[Stored data entries]
- - -
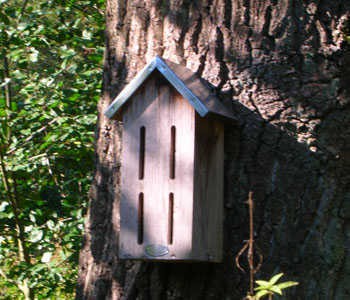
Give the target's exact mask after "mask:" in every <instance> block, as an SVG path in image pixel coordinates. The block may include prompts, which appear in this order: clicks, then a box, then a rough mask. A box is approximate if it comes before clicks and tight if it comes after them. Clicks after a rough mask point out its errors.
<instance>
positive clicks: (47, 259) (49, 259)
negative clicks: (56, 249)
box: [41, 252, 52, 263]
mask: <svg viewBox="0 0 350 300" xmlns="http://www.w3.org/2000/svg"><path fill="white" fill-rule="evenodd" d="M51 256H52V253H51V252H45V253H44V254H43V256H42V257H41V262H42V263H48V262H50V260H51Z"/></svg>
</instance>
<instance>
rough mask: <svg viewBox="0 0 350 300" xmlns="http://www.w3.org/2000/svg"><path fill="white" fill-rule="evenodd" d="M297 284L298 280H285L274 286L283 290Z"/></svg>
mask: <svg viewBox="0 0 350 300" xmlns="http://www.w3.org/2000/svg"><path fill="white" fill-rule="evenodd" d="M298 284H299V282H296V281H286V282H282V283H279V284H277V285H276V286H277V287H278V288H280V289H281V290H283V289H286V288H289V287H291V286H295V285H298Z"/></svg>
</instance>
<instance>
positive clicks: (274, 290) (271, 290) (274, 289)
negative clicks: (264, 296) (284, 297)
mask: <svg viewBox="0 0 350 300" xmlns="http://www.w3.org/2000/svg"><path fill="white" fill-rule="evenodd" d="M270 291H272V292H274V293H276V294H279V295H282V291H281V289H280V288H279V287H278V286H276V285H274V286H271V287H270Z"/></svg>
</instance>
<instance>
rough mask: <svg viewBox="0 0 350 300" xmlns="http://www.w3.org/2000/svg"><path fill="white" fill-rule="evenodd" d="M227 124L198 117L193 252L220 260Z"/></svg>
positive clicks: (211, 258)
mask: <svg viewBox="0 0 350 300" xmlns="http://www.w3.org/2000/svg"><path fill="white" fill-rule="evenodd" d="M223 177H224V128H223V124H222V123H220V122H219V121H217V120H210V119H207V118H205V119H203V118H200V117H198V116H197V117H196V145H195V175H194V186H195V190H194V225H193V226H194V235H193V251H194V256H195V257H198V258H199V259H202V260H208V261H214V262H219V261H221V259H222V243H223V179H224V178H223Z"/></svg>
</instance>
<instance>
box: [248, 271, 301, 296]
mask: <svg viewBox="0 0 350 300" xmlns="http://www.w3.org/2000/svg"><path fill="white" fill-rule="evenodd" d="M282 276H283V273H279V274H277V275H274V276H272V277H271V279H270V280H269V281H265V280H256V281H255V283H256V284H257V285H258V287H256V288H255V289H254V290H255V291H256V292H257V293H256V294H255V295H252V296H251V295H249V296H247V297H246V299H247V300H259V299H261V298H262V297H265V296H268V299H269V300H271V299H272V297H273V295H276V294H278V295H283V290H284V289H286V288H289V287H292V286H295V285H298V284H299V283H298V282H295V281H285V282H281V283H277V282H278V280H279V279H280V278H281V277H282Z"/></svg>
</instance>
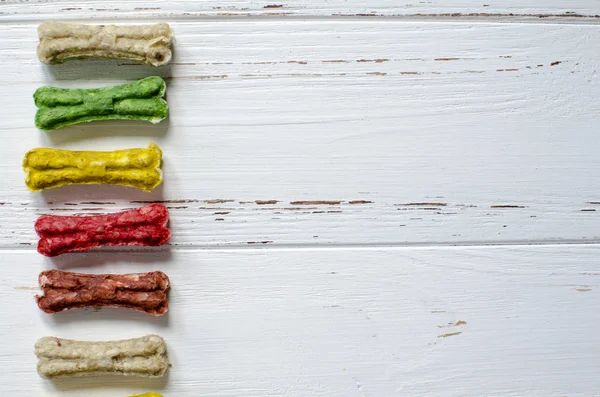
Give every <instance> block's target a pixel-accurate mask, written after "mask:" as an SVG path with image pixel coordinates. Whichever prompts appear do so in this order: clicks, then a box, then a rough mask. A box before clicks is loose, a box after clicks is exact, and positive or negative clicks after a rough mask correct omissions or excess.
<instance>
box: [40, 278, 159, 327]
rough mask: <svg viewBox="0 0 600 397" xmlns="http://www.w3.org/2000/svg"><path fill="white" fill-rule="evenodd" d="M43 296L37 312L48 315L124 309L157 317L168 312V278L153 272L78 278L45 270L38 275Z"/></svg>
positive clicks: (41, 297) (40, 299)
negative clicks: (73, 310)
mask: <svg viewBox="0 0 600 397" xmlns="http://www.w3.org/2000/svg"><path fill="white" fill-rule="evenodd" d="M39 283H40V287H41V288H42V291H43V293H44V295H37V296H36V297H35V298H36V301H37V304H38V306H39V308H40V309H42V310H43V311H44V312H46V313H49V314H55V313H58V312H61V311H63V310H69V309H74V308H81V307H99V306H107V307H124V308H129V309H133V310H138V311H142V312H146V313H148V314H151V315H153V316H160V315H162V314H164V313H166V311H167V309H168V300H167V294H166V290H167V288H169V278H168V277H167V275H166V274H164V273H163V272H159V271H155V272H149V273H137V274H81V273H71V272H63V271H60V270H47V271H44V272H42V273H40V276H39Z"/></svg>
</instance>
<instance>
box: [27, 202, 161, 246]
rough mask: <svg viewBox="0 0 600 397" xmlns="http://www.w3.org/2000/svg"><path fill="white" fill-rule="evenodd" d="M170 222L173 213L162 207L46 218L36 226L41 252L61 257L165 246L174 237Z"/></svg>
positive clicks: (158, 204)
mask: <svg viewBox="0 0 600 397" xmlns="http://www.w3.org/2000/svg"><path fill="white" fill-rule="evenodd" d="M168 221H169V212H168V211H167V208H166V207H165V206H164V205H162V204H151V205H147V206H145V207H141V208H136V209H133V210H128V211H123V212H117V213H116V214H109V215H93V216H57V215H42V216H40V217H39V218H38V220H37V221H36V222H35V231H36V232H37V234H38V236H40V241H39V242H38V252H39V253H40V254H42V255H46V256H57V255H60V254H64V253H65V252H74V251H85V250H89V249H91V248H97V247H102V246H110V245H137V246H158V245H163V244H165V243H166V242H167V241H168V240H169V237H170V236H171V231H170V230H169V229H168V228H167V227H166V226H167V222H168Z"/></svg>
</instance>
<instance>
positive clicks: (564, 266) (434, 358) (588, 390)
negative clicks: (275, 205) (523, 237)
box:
- - -
Across all the lines above, repeat the wording exactly and omit the pictures.

Give the target's exact mask after "mask:" in every <instance> block, as an SVG path in image pixel coordinates. The block may include prompts, which appear in this order: clicks, then a box, then a rough mask. A box is approximate if it comes before clicks and tight if it comes after them. Clicks after a rough mask point out its errors.
<instance>
positive clicks: (47, 259) (49, 259)
negative clicks: (56, 249)
box: [41, 252, 52, 263]
mask: <svg viewBox="0 0 350 300" xmlns="http://www.w3.org/2000/svg"><path fill="white" fill-rule="evenodd" d="M51 256H52V253H51V252H45V253H44V254H43V256H42V257H41V262H42V263H48V262H50V260H51Z"/></svg>
</instance>
<instance>
rough mask: <svg viewBox="0 0 350 300" xmlns="http://www.w3.org/2000/svg"><path fill="white" fill-rule="evenodd" d="M297 284L298 280H285L274 286L283 290Z"/></svg>
mask: <svg viewBox="0 0 350 300" xmlns="http://www.w3.org/2000/svg"><path fill="white" fill-rule="evenodd" d="M298 284H299V282H296V281H286V282H282V283H279V284H277V285H276V286H277V287H278V288H280V289H281V290H283V289H286V288H289V287H291V286H295V285H298Z"/></svg>
</instance>
<instance>
positive clicks: (274, 290) (271, 290) (274, 289)
negative clicks: (264, 296) (284, 297)
mask: <svg viewBox="0 0 350 300" xmlns="http://www.w3.org/2000/svg"><path fill="white" fill-rule="evenodd" d="M270 291H272V292H274V293H276V294H279V295H282V291H281V289H280V288H279V287H278V286H276V285H274V286H271V287H270Z"/></svg>
</instance>
<instance>
rough mask: <svg viewBox="0 0 350 300" xmlns="http://www.w3.org/2000/svg"><path fill="white" fill-rule="evenodd" d="M227 124L198 117L193 252L220 260Z"/></svg>
positive clicks: (211, 258)
mask: <svg viewBox="0 0 350 300" xmlns="http://www.w3.org/2000/svg"><path fill="white" fill-rule="evenodd" d="M223 177H224V128H223V124H222V123H220V122H219V121H217V120H210V119H207V118H205V119H203V118H200V117H198V116H197V117H196V145H195V175H194V186H195V190H194V225H193V226H194V235H193V251H194V256H195V257H198V258H199V259H202V260H208V261H214V262H219V261H221V259H222V243H223V179H224V178H223Z"/></svg>
</instance>
<instance>
box: [248, 271, 301, 296]
mask: <svg viewBox="0 0 350 300" xmlns="http://www.w3.org/2000/svg"><path fill="white" fill-rule="evenodd" d="M282 276H283V273H279V274H277V275H274V276H272V277H271V279H270V280H269V281H265V280H256V281H255V283H256V284H257V285H258V287H256V288H255V289H254V290H255V291H256V292H257V293H256V294H255V295H252V296H251V295H249V296H247V297H246V299H247V300H259V299H261V298H262V297H265V296H268V299H269V300H271V299H272V297H273V295H276V294H278V295H283V290H284V289H286V288H289V287H292V286H295V285H298V284H299V283H298V282H295V281H285V282H281V283H277V282H278V280H279V279H280V278H281V277H282Z"/></svg>
</instance>
Give every <instance> block's target a pixel-accurate mask, written after "mask:" as an SVG path with image pixel coordinates. Whichever prompts appear do so in this order: clicks, then a box, then a rough mask. A box before clicks is loose, a box after clicks is exact, and positive or negative clicks after a rough mask correct omissions or excess.
<instance>
box: [40, 278, 159, 327]
rough mask: <svg viewBox="0 0 600 397" xmlns="http://www.w3.org/2000/svg"><path fill="white" fill-rule="evenodd" d="M43 296L37 312L48 315L124 309L157 317L168 312V278L153 272L78 278L45 270L38 275Z"/></svg>
positive clicks: (41, 297) (40, 299)
negative clicks: (73, 310)
mask: <svg viewBox="0 0 600 397" xmlns="http://www.w3.org/2000/svg"><path fill="white" fill-rule="evenodd" d="M39 283H40V287H41V288H42V291H43V293H44V295H37V296H36V297H35V298H36V301H37V304H38V306H39V308H40V309H42V310H43V311H44V312H46V313H49V314H55V313H58V312H61V311H63V310H69V309H74V308H81V307H99V306H107V307H124V308H129V309H133V310H138V311H142V312H146V313H148V314H151V315H153V316H160V315H162V314H164V313H166V311H167V309H168V300H167V294H166V290H167V288H169V278H168V277H167V275H166V274H164V273H163V272H159V271H155V272H149V273H137V274H81V273H71V272H63V271H60V270H47V271H44V272H42V273H40V276H39Z"/></svg>
</instance>
<instance>
box: [27, 202, 161, 246]
rough mask: <svg viewBox="0 0 600 397" xmlns="http://www.w3.org/2000/svg"><path fill="white" fill-rule="evenodd" d="M170 222L173 213L162 207L46 218L36 226L41 252L61 257L165 246L174 237Z"/></svg>
positive clicks: (158, 204)
mask: <svg viewBox="0 0 600 397" xmlns="http://www.w3.org/2000/svg"><path fill="white" fill-rule="evenodd" d="M168 221H169V212H168V211H167V208H166V207H165V206H164V205H162V204H151V205H147V206H145V207H141V208H136V209H133V210H128V211H123V212H117V213H116V214H109V215H93V216H57V215H42V216H40V217H39V218H38V220H37V221H36V222H35V231H36V232H37V234H38V236H40V241H39V242H38V252H39V253H40V254H42V255H46V256H57V255H60V254H64V253H65V252H74V251H85V250H89V249H91V248H97V247H102V246H110V245H137V246H158V245H163V244H165V243H166V242H167V241H168V240H169V237H170V236H171V231H170V230H169V229H168V228H167V227H166V226H167V222H168Z"/></svg>
</instance>
<instance>
positive clicks: (564, 266) (434, 358) (588, 390)
negative clicks: (275, 205) (523, 237)
box:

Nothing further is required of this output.